WORK TO COMPLETE: Repeat everything in the volcano update from "(Activity updates are" down to "from the vent.", swapping "lava lake" for "lava pond".

SUPPLIED TEXT:
* START *

(Activity updates are written by scientists at the U.S. Geological Survey’s Hawaiian Volcano Observatory.)
A lava lake within the Halema`uma`u Overlook vent produced night-time glow that was visible from the Jaggar Museum overlook and by HVO’s Webcam during the past week. The lava lake reached a new high level last weekend, about 45 m (150 ft) below the floor of Halema`uma`u Crater, and has fluctuated between ~45-50 (150-165 ft) since (as of October 18). Cracking and booming noises, caused by thermal fracturing of the vent wall, continued to emanate sporadically from the vent.
On Kilauea’s east rift zone, surface lava flows are still accumulating at the base of the Pulama pali within the abandoned Royal Gardens subdivision. The flows reached within 1.7 km (about 1 mile) from the shoreline on October 10 and have advanced a few hundred meters (yards) since. Within the Pu`u `O`o crater, the northeastern pit still holds a circulating lava lake. Occasional flows were erupted from a pit on the southern side of the crater floor.
No earthquakes were reported felt across the Island of Hawai`i during the past week.
Visit the HVO Web site (hvo.wr.usgs.gov) for detailed Kilauea, Mauna Loa, and Hualalai activity updates, recent volcano photos, recent earthquakes, and more; call (808) 967-8862 for a Kilauea summary; email questions to askHVO@usgs.gov
The first sequence shows spattering at the west edge of the lava lake in the ‘overlook’ vent in Halemaʻumaʻu Crater. The crackling and popping noises are from fracturing of the rocks composing the walls of the vent caused by thermal expansion. The second video sequence is zoomed in on the spattering at the west edge of the lava lake in the ‘overlook’ vent in Halemaʻumaʻu. In the third video sequence heat from the high lava lake level in the ‘overlook’ vent in Halemaʻumaʻu is causing the walls of the vent above the lava surface to expand and fracture. This is the source of the cracking and booming noises emanating from the vent in recent days. This video, zoomed in on the back (NW) wall of the vent, shows small fragments of rock exploding from the wall and scattering onto the lake surface. Watch closely…the rocks are originating from an alcove that overhangs the lake and can be difficult to see. Video courtesy of USGS/HVO.

* END *

RECORDED INFORMATION:
* START *

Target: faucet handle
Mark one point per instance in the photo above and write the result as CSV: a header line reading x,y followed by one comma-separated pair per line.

* END *
* START *

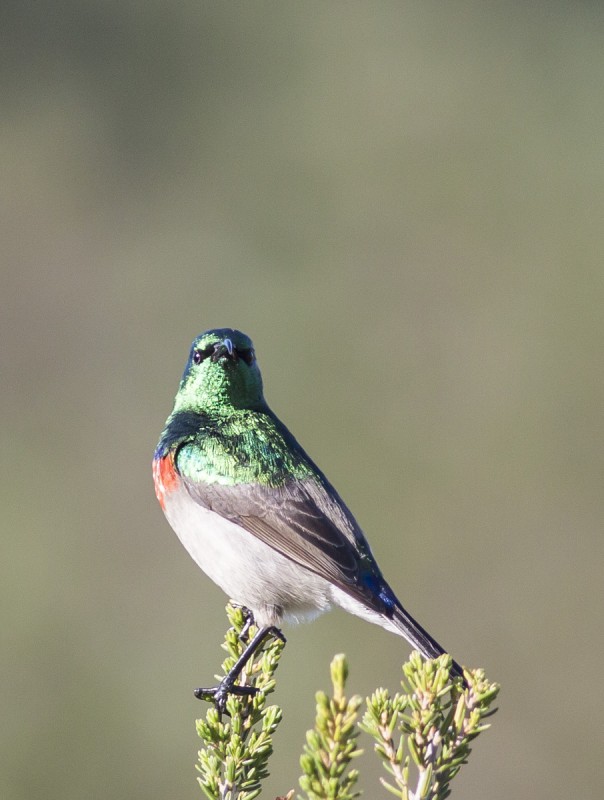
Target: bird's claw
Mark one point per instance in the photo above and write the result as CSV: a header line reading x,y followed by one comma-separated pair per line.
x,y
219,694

* END *

THE ANSWER:
(Activity updates are written by scientists at the U.S. Geological Survey’s Hawaiian Volcano Observatory.)
A lava pond within the Halema`uma`u Overlook vent produced night-time glow that was visible from the Jaggar Museum overlook and by HVO’s Webcam during the past week. The lava pond reached a new high level last weekend, about 45 m (150 ft) below the floor of Halema`uma`u Crater, and has fluctuated between ~45-50 (150-165 ft) since (as of October 18). Cracking and booming noises, caused by thermal fracturing of the vent wall, continued to emanate sporadically from the vent.